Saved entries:
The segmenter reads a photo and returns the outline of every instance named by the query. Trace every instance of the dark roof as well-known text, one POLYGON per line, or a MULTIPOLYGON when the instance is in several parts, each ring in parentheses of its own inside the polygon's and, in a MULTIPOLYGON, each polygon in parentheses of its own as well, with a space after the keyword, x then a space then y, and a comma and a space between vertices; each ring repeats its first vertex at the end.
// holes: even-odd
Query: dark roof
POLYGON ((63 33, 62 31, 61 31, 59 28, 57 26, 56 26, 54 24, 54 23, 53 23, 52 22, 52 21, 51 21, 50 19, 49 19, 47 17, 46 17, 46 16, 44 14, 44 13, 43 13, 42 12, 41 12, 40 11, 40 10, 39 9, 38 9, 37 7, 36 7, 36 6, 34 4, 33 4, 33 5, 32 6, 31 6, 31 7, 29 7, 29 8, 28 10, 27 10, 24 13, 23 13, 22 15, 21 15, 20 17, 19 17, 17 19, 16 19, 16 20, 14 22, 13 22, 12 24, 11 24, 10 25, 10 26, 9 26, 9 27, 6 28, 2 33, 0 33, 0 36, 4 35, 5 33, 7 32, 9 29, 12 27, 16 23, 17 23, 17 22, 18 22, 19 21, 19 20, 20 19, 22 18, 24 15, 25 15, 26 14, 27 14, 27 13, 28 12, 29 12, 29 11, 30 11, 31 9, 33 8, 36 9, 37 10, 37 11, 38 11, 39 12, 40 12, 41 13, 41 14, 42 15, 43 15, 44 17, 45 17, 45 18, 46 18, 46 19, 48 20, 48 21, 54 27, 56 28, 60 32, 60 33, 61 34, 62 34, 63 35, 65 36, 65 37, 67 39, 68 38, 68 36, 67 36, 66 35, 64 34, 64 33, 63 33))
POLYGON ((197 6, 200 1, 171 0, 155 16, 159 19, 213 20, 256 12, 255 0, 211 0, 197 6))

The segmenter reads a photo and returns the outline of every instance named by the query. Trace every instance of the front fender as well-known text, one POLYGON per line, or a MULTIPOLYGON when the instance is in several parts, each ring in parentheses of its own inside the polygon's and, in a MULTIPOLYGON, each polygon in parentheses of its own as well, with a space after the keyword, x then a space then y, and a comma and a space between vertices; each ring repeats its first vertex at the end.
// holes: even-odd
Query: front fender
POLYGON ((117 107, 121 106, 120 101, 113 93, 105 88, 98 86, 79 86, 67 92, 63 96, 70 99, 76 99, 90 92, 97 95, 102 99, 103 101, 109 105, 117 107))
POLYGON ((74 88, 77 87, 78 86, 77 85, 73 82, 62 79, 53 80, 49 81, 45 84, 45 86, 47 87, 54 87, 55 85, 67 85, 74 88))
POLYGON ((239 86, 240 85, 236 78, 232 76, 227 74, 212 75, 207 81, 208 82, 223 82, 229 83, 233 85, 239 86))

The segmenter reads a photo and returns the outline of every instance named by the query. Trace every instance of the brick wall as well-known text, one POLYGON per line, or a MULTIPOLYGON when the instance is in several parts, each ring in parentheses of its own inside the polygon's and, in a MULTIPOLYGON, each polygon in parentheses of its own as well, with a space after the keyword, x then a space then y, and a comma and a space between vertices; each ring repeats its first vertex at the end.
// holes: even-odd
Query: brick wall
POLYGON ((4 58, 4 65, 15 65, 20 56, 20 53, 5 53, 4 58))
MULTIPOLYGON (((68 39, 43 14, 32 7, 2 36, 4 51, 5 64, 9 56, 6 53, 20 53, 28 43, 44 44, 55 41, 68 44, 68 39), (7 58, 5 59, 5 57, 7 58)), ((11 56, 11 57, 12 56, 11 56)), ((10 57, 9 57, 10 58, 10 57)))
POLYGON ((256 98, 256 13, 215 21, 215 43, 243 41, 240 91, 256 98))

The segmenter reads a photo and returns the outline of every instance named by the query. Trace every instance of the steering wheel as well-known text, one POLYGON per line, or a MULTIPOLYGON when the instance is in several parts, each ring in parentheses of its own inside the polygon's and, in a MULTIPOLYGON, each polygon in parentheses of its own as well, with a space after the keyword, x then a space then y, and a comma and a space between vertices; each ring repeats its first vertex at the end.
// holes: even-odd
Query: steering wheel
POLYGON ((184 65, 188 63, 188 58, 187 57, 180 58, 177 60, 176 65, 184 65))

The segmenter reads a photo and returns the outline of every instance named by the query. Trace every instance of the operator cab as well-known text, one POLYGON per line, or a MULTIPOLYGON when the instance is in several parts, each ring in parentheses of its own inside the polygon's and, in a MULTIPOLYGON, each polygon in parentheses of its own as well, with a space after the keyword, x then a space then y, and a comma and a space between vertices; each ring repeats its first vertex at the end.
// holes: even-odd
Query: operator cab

• [Instructions for the task] Render as a JSON list of strings, one per line and skipping blank lines, the lines running from the start through the one containing "Query: dark roof", both ends included.

• [Result]
[
  "The segmenter reads a photo and returns the outline of every instance named by the query. Trace every instance of the dark roof as well-known text, one POLYGON per line, or a MULTIPOLYGON when the instance is in several parts, each ring in parentheses of its own inside the polygon's and, in a MULTIPOLYGON, each polygon in parentheses of its own as well, with a space after the keyword, x then a space then y, and a comma and a space between vertices; each ring repeats its first vertex at the end.",
  "// holes: even-odd",
  "Query: dark roof"
]